Exercise requirements:
Decide whether each statement below agrees with the vegan yogurt post. Answer yes or no and quote the post's deciding words. 1. The author has made yogurt with soy and with coconut. 2. The post names bifidobacterium as the bacteria that does the culturing. 3. The author and partner have eaten sauerkraut daily for about two years.

Given text:
=== Section Start ===

Published on July 12th, 2016 | by Andrea Bertoli2
Easy, Homemade Vegan Yogurt
A few years ago I wrote a post about how to make homemade yogurt, and on a whim I decided to revisit it. And now suddenly I’m obsessed with having fresh, homemade vegan yogurt in the house all the time.
I’ve made soy, coconut, and various blends and I’ve played with the ratios. I’ve included the new recipe and expanded directions here, so that you can enjoy this easy DIY project for your home too!
Like many homemade fermentation projects, it seems much more complicated than it is. Really we’re just setting up good bacterias (in this case, lactobacillus) to do what they do and create awesome cultured foods.
Our archives are full of information about probiotics and cultured foods and why we ALL need them in our diet, and I’ve included a few links at the end in case you need to brush up on gut health information. As anecdotal evidence, my sweetie and I have been eating sauerkraut for like two years, everyday, and our immunity is way up. We’re also in great shape, have excellent digestive health, great skin, and very rarely get colds or other illness, and I attribute nearly all of this to our plant-based diet full of cultured foods (including this yogurt).

=== Section End ===

Extracted material:
=== Section Start ===

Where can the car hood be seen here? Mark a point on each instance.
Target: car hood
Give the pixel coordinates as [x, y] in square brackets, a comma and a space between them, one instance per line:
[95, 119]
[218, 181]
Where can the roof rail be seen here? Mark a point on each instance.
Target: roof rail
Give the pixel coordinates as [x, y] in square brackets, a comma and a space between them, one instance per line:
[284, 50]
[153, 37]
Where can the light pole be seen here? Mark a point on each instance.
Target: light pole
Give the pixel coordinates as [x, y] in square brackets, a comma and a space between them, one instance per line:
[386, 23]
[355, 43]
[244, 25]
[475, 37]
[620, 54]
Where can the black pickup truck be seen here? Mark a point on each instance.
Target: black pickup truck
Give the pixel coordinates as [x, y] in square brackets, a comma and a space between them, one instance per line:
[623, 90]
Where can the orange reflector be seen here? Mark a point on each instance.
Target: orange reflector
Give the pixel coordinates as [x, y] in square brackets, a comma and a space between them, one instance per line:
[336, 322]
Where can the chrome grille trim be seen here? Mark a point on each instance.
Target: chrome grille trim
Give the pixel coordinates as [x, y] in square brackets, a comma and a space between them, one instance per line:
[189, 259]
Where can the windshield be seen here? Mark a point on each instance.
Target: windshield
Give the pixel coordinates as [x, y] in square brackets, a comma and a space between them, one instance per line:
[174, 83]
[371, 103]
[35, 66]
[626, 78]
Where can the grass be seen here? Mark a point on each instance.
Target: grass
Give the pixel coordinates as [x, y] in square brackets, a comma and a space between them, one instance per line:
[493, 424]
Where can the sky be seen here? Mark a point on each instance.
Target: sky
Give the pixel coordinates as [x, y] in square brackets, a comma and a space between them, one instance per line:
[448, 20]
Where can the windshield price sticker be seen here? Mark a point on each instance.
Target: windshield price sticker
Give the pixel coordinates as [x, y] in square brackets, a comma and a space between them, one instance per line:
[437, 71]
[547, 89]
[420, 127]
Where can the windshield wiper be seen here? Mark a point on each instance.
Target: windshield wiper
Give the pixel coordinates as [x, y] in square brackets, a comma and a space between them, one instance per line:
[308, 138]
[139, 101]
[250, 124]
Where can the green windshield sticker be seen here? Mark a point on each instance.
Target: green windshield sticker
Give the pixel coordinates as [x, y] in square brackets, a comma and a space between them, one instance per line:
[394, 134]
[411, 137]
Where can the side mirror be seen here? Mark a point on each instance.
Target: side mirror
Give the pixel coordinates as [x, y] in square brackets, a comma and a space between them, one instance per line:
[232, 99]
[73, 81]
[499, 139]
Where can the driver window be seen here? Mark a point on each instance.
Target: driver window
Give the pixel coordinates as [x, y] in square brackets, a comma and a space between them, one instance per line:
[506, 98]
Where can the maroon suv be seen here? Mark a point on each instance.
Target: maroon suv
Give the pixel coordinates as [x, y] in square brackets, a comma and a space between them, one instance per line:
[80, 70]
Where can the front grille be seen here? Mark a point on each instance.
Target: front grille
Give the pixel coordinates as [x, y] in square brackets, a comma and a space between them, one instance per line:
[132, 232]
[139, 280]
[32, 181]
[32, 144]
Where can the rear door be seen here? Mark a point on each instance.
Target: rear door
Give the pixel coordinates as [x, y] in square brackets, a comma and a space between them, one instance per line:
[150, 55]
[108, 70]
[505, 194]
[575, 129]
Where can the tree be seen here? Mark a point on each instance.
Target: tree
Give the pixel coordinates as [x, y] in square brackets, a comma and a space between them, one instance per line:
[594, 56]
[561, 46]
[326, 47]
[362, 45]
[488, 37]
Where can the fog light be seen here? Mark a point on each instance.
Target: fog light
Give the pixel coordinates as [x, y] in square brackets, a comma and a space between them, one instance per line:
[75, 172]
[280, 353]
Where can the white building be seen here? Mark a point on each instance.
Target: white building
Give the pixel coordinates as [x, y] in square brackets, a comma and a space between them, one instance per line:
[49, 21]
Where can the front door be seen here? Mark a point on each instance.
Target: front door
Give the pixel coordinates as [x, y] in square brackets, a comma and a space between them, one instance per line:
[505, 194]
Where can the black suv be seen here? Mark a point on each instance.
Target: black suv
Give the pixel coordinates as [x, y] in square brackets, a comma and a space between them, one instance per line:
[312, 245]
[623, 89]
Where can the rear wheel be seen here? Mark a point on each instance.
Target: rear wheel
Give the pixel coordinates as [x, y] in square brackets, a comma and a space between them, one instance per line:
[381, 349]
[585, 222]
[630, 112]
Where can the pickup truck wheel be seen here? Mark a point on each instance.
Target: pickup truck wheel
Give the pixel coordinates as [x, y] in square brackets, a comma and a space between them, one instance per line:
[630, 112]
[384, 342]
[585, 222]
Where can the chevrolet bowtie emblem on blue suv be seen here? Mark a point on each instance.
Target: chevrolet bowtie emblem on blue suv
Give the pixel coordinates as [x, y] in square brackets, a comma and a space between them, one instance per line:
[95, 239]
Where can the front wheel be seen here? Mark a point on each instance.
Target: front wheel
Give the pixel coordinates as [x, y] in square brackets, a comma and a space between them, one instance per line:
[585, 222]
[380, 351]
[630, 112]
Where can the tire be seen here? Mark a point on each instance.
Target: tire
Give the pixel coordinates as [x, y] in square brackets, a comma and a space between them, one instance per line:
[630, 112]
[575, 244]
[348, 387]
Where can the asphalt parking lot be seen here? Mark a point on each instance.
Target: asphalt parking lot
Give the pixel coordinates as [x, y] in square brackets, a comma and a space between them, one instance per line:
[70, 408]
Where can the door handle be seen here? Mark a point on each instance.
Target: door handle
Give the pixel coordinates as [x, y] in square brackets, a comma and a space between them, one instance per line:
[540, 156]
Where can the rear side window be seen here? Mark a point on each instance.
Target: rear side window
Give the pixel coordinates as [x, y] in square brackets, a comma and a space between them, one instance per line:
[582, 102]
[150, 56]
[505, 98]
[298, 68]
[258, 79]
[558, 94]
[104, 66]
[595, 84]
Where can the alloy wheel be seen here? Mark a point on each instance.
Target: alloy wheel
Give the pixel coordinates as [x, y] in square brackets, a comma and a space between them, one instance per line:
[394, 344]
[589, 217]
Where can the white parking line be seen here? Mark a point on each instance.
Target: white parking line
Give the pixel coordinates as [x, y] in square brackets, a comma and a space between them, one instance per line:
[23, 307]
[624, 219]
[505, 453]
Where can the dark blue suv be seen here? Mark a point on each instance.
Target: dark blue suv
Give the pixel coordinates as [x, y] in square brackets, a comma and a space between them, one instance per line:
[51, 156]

=== Section End ===

Written solution:
1. Yes: "I’ve made soy, coconut, and various blends"
2. No: "in this case, lactobacillus"
3. Yes: "have been eating sauerkraut for like two years, everyday"